- STATED PROBLEM:
Rewrite the data below with every "player's back" swapped for "player's shoulder" and everything else unchanged, leaving out the pictures.

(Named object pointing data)
__________
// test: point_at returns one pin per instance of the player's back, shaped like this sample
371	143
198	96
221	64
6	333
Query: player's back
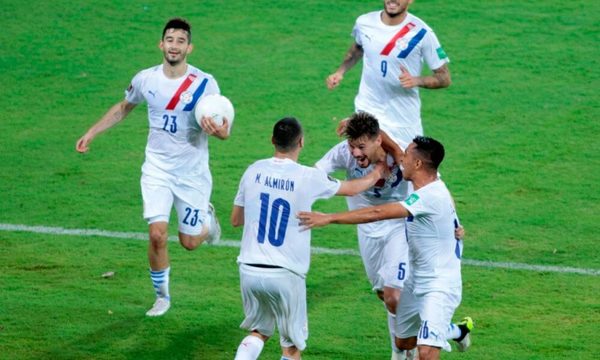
__________
- OUTPUT BELOW:
// test: point_at returns one pin per instance of the player's shoulder, shaped like this sample
371	143
198	96
221	64
6	333
Query: player's shoulder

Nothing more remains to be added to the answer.